▶ **Exercise details**: Copy the records starting at the line that contains "One point lands on each instance of the paved" and ending at the line that contains "(1130, 398)", replacing "red cap" with "orange cap" and changing nothing else.

▶ **Recorded data**:
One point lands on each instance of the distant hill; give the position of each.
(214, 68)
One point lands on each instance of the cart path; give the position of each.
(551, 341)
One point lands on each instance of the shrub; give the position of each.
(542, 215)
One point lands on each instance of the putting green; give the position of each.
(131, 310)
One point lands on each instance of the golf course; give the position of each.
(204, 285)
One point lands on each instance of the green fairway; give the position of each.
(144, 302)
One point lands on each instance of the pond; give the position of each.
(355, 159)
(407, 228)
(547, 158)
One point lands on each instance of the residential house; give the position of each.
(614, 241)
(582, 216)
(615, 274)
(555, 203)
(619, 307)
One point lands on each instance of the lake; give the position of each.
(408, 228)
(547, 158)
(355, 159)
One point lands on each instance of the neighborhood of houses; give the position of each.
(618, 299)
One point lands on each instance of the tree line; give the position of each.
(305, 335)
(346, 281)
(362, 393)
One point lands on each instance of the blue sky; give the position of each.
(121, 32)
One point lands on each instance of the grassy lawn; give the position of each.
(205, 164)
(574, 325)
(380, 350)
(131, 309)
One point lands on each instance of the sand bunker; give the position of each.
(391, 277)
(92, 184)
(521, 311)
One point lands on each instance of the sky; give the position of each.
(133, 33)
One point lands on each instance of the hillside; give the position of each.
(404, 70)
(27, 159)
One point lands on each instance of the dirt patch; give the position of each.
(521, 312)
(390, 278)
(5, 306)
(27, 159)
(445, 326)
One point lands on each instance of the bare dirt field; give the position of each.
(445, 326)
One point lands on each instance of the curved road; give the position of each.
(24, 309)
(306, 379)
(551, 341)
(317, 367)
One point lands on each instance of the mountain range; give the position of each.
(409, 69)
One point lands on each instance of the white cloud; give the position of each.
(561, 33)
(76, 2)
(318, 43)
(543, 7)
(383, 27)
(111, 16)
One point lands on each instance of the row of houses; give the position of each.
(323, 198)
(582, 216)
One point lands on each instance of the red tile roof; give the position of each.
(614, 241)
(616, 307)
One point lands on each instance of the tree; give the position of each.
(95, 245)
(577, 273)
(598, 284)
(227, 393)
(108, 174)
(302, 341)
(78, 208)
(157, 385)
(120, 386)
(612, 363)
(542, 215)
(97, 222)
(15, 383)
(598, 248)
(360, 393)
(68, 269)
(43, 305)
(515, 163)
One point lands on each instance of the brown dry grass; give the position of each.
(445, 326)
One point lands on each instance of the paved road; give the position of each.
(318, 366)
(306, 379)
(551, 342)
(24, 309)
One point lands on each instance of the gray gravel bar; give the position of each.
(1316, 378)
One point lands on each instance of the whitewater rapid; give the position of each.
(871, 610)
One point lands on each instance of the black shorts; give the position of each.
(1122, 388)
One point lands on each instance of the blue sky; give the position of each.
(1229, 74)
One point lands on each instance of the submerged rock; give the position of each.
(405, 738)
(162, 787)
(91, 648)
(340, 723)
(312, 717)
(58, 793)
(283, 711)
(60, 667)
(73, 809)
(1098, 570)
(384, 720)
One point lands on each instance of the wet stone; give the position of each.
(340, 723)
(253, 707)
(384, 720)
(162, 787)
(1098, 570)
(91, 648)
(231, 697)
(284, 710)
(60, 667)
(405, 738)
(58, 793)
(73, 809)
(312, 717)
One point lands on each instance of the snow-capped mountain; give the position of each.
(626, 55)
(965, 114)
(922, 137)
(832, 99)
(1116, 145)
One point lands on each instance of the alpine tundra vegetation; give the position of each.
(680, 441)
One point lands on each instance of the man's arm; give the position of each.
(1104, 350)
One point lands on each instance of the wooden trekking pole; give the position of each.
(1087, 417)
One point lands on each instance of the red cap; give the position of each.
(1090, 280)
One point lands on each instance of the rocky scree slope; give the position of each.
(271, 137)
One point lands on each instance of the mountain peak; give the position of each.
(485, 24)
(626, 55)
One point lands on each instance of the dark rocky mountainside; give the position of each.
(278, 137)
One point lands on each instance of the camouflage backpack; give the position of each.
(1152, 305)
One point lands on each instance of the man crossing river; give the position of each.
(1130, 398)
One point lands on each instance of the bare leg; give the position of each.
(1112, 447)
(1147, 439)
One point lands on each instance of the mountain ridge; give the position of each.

▶ **Task output**:
One point lands on each instance of the paved road; give the position of each.
(318, 366)
(306, 379)
(551, 342)
(24, 309)
One point lands on each instance of the gray gravel bar; give the position of each.
(1316, 378)
One point lands on each instance of the whitewater rapid; give the position of each.
(871, 610)
One point lands on each instance of the black shorts; give the position of each.
(1122, 388)
One point lands on each instance of the blue sky; give the position of each.
(1229, 74)
One point lands on each instance of the submerged rock; give the position of each.
(405, 738)
(162, 787)
(91, 648)
(340, 723)
(312, 717)
(58, 793)
(283, 711)
(60, 667)
(73, 809)
(1098, 570)
(384, 720)
One point lands on each instance of the wet stone; give the position of each.
(340, 723)
(253, 707)
(384, 720)
(162, 787)
(1098, 570)
(91, 648)
(231, 697)
(284, 710)
(60, 667)
(405, 738)
(58, 793)
(73, 809)
(312, 717)
One point lands on each instance of the snow-capped mountain; give the position of each.
(626, 55)
(965, 114)
(922, 137)
(832, 99)
(1116, 145)
One point lands on each instance of the alpine tundra vegetation; give the position of each.
(680, 441)
One point lands on each instance of the man's arm; give the position of each.
(1104, 350)
One point lands on each instance of the wooden trekking pole; give the position of each.
(1087, 417)
One point lands on each instance of the orange cap; give the position of each.
(1090, 280)
One point lands on each instance of the rocky scree slope; give the position of each.
(271, 137)
One point lands on each instance of the mountain peak; give the position of each.
(485, 24)
(626, 55)
One point lands on each instance of the dark rocky mountainside; give the position of each.
(278, 137)
One point lands on each instance of the camouflage backpack; give the position of each.
(1152, 305)
One point lands on each instance of the man crossing river; give the position of each.
(1130, 398)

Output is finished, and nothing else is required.